Pointing records:
>>>>

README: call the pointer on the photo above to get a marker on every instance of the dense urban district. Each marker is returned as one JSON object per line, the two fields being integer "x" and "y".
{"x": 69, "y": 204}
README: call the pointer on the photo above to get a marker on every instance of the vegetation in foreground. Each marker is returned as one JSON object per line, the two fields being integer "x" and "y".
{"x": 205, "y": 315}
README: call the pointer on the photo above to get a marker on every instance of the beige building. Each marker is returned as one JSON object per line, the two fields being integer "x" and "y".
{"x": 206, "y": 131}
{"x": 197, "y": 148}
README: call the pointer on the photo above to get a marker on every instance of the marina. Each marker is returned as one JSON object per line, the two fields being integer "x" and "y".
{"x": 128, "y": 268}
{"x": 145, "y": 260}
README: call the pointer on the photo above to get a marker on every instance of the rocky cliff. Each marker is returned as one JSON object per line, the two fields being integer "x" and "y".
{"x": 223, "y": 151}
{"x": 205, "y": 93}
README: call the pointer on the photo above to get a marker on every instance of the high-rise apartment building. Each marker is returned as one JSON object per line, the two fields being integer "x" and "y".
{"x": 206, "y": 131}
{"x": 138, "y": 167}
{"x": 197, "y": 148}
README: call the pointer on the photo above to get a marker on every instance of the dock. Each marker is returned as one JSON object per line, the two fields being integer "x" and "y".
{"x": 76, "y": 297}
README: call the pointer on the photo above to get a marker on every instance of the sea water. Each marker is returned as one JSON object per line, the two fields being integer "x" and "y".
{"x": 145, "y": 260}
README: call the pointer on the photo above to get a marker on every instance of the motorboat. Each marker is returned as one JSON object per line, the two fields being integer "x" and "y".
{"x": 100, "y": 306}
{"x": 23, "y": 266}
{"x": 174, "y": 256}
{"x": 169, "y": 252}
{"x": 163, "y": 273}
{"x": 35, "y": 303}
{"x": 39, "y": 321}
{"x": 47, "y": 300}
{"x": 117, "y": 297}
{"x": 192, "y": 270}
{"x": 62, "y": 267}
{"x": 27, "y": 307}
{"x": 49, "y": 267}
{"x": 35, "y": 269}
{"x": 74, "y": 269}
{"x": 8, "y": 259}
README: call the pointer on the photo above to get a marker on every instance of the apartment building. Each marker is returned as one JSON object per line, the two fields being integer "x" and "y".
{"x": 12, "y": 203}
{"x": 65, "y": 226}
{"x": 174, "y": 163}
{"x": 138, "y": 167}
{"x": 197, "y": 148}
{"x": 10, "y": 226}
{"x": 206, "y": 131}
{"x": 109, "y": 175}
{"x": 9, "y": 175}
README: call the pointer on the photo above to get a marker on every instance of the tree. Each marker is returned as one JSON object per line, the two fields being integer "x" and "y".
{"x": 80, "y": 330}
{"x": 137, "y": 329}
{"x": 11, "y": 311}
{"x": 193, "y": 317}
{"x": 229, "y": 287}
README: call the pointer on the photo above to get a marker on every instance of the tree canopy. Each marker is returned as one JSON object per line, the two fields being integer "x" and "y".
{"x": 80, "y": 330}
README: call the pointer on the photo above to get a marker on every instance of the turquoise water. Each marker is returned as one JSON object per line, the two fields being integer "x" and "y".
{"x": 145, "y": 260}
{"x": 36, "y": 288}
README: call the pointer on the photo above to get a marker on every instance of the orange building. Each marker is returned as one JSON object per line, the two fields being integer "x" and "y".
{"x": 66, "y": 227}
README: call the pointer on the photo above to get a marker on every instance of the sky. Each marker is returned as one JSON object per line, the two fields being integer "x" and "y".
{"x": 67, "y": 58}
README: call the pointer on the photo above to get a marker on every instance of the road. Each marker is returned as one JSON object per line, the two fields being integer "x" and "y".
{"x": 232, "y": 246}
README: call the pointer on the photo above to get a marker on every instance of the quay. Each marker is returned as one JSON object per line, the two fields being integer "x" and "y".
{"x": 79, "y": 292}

<<<<

> Exercise requirements: Reproduce word for word the stretch of the rows above from the line containing "of the orange" through the last row.

> Reply:
README: call the pointer on the photo above to get a marker on every instance of the orange building. Each marker is returned as one JSON object per line, the two fields being integer "x" and "y".
{"x": 66, "y": 227}
README: call the pointer on the photo above to get a marker on every instance of the sky. Each marker is returned as one JSON object per line, the two fields being integer "x" and "y".
{"x": 67, "y": 58}
README: call the pointer on the photo above to get a marker on every instance of the road. Each marker is returned as one JSON object per line, the two fields being integer "x" and "y".
{"x": 232, "y": 246}
README: call the pointer on the photo above to get a marker on every instance of the quay. Each marker is returned as one JSON object per line, the two fields being integer "x" and "y".
{"x": 79, "y": 292}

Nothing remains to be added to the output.